Records:
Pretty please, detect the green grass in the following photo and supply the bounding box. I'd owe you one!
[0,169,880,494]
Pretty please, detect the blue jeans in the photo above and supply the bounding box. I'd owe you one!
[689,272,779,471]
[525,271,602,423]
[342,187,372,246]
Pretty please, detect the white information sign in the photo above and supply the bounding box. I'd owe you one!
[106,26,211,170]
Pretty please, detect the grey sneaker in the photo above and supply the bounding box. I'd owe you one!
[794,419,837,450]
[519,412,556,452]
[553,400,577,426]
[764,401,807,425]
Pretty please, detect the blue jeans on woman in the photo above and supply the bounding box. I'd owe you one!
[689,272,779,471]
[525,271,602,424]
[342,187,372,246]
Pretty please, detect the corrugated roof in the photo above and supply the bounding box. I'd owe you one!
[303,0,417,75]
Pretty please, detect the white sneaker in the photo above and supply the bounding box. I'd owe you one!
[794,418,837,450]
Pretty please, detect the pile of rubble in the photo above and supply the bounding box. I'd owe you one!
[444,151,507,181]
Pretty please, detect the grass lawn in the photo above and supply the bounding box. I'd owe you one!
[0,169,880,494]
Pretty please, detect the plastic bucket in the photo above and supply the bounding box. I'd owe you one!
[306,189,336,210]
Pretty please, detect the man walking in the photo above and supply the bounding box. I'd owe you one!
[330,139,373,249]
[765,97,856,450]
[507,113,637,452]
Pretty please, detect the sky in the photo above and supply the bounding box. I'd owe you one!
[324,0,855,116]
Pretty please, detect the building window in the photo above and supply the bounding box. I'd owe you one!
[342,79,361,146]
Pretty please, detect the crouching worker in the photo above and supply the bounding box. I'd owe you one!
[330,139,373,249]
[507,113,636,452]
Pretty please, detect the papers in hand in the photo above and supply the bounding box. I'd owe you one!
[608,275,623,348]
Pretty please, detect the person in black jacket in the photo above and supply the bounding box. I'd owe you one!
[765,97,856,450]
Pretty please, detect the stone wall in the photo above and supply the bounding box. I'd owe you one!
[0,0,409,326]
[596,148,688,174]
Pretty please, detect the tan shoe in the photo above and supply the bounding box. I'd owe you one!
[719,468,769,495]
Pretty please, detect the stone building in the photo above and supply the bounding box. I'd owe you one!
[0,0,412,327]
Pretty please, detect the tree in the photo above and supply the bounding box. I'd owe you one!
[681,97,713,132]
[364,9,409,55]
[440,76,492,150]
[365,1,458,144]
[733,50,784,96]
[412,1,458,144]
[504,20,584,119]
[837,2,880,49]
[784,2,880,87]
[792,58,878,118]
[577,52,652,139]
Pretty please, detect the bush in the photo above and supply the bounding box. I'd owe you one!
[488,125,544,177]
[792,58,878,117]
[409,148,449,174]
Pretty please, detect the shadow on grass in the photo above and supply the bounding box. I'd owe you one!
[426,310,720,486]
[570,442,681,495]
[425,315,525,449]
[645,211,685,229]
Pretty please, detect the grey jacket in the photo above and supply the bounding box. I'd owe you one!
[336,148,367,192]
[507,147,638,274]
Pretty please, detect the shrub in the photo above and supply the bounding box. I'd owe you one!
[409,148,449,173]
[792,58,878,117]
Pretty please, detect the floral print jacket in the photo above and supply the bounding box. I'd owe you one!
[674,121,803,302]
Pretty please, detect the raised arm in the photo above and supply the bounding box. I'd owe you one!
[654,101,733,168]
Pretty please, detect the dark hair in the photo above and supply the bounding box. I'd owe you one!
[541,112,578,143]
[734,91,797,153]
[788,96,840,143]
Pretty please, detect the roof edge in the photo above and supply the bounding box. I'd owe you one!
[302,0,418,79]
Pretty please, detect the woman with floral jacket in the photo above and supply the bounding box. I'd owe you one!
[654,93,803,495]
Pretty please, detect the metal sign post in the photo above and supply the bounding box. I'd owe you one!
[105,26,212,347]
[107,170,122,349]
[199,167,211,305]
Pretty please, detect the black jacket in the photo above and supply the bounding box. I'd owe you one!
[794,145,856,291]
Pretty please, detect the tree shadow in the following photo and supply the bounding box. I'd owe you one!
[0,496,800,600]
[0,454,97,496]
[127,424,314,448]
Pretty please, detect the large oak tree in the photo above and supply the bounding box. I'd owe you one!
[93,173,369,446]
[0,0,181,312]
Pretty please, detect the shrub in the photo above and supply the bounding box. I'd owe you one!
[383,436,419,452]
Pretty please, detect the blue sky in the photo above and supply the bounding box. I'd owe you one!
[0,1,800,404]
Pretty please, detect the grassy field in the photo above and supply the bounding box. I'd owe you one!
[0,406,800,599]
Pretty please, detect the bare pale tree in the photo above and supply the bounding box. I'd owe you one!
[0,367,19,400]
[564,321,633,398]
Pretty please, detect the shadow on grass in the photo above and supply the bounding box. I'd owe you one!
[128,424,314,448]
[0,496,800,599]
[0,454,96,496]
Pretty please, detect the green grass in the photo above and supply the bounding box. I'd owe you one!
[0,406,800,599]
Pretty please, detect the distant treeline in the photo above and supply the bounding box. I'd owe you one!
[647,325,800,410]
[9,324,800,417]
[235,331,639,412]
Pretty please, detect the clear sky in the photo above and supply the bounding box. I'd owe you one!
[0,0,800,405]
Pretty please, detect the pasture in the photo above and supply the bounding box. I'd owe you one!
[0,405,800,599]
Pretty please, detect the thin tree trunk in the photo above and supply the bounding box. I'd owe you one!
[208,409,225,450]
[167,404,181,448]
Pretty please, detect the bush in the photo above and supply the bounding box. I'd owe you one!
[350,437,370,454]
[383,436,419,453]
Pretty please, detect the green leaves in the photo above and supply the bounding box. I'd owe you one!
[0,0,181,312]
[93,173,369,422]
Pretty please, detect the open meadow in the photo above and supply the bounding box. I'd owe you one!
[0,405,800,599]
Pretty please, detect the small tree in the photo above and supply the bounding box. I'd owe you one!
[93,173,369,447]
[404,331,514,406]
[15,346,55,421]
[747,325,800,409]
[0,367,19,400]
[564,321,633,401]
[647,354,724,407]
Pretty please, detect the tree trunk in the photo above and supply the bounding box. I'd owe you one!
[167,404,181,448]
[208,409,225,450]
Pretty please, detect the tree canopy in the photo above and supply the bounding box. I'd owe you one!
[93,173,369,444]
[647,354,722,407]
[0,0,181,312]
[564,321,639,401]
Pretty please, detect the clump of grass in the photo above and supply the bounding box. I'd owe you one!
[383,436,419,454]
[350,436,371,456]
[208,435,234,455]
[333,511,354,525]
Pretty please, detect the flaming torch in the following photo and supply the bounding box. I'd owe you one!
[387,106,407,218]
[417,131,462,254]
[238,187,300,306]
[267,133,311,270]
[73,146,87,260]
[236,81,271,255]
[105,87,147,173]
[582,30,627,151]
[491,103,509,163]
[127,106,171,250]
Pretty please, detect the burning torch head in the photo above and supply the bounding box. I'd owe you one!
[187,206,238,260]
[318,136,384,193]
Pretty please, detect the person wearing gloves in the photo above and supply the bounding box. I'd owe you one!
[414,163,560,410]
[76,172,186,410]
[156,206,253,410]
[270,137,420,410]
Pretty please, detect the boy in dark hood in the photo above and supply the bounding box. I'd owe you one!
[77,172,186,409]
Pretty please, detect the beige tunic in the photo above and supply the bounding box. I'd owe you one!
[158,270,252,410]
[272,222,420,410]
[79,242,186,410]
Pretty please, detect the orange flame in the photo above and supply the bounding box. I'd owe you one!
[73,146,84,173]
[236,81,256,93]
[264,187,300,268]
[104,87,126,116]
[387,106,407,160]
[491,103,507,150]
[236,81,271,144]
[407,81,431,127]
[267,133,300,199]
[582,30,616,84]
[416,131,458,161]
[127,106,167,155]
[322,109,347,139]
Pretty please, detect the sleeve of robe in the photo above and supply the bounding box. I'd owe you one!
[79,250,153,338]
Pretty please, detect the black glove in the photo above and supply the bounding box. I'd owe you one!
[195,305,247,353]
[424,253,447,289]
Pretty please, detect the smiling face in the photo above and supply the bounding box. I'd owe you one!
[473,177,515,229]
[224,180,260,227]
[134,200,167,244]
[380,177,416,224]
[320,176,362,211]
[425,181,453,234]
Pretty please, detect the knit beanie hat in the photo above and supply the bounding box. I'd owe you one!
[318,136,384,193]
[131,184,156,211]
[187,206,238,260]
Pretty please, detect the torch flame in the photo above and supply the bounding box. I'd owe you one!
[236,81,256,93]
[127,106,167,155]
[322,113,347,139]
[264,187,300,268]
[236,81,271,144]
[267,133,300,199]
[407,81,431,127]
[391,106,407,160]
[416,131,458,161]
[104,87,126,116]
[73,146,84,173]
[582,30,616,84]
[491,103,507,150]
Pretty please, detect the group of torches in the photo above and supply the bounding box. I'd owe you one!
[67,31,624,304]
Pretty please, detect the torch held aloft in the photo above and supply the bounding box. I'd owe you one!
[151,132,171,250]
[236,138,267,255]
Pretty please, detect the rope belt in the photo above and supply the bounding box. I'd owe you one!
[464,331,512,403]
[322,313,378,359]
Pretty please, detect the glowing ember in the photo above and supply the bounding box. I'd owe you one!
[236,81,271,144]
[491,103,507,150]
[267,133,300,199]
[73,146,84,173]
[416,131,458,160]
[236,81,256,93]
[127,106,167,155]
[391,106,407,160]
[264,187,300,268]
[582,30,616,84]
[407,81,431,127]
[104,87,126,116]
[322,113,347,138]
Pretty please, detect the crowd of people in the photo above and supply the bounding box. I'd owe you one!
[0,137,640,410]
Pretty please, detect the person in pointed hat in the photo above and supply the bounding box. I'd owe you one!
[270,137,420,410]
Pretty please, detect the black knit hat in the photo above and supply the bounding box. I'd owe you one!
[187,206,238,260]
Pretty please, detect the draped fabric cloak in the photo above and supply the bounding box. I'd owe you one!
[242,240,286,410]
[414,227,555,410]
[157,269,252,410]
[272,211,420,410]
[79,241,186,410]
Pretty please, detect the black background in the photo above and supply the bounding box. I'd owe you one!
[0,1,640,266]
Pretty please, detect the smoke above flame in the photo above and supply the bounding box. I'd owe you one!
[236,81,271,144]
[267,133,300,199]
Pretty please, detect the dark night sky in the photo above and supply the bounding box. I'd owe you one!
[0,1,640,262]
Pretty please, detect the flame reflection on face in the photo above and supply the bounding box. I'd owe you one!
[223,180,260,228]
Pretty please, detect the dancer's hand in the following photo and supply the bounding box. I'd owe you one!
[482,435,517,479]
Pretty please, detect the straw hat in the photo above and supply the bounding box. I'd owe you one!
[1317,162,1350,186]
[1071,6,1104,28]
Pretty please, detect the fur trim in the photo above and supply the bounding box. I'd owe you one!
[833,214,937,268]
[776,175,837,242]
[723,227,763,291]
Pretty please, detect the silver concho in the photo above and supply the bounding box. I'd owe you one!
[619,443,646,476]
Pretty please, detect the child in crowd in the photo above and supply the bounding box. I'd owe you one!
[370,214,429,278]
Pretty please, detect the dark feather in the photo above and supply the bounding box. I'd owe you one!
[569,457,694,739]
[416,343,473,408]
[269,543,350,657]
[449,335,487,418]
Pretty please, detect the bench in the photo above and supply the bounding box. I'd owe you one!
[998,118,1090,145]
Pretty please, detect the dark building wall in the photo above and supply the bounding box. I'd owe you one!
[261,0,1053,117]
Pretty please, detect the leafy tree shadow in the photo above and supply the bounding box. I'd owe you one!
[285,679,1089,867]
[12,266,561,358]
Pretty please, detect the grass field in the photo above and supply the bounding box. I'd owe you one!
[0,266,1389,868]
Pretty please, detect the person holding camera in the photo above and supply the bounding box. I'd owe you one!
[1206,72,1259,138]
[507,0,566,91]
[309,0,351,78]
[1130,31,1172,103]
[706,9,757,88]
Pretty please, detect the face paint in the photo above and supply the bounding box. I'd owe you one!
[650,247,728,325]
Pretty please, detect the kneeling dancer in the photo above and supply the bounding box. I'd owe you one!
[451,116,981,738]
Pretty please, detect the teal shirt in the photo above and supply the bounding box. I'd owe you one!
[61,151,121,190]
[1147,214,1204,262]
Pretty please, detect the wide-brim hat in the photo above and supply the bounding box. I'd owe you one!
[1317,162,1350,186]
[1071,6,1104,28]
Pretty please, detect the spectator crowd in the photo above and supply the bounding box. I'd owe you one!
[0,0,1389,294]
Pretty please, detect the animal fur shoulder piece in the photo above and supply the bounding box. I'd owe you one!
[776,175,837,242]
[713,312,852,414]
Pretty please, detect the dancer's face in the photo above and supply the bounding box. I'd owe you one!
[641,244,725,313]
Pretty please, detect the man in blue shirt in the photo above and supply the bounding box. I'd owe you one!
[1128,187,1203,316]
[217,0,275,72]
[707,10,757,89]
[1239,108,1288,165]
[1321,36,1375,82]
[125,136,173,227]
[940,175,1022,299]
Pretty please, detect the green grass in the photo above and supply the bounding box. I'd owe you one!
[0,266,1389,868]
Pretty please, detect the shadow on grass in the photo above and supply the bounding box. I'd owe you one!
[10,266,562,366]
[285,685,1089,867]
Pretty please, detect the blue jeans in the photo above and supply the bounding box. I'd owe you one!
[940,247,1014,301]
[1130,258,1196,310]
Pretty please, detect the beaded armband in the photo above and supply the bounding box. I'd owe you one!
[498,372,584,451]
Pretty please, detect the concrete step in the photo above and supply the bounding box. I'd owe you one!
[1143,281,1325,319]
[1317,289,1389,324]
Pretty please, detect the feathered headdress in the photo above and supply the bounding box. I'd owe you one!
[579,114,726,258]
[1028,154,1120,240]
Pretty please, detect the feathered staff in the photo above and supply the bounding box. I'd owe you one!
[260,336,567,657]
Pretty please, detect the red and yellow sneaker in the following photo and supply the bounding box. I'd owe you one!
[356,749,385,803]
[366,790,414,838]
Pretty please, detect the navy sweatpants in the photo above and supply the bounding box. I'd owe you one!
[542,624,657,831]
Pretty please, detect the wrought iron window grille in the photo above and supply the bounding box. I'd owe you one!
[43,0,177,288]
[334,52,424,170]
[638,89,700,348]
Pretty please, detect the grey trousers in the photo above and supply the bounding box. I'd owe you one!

Required work: Could you put the lines of the data above into a JSON list of strings, one string per line with blank lines left out, starting at the very first line and stopping after the line that contains "[342,79,361,146]"?

Written response:
[
  "Pretty please, detect the green grass in the following photo and supply the bounding box. I'd owe you one!",
  "[0,169,880,494]",
  "Pretty please, detect the blue jeans in the photo above and supply the bounding box. I'd owe you one!",
  "[689,272,779,471]",
  "[525,271,602,423]",
  "[342,187,372,246]",
  "Pretty please, detect the white information sign in the photo above and supply the bounding box. I'd owe you one!",
  "[106,26,211,170]",
  "Pretty please, detect the grey sneaker in the photo above and supply the bounding box. I'd owe you one!",
  "[794,419,837,450]",
  "[519,412,556,452]",
  "[553,400,577,426]",
  "[764,401,807,425]",
  "Pretty please, detect the blue jeans on woman in the photo above and supply the bounding box. I'd owe you one!",
  "[689,272,779,471]",
  "[525,271,602,424]",
  "[342,187,372,246]",
  "Pretty please, detect the corrugated roof in the photo above and supply the bounding box. I'd owe you one!",
  "[303,0,417,75]",
  "Pretty please, detect the white sneaker in the photo above and supply the bounding box. I'd owe you one!",
  "[794,418,837,450]",
  "Pretty please, detect the pile of rubble in the photo above and supply the bounding box. I'd owe you one!",
  "[444,151,507,181]",
  "Pretty please, detect the grass lawn in the photo above and supply the bounding box. I'd owe you one!",
  "[0,169,880,494]",
  "Pretty please, detect the plastic bucket in the photo above and supply the bounding box. I'd owe you one!",
  "[306,189,336,210]",
  "Pretty please, detect the man walking in the photo above and supply the bounding box. I'd owe you one!",
  "[330,139,373,249]",
  "[765,97,856,450]",
  "[507,113,637,452]",
  "Pretty please, detect the sky in the photo above and supply the bounding box. I'd owe you one!",
  "[324,0,855,116]",
  "Pretty please, detect the building window in the photo above and supply the bounding box. I'd owe you one!",
  "[342,79,361,146]"
]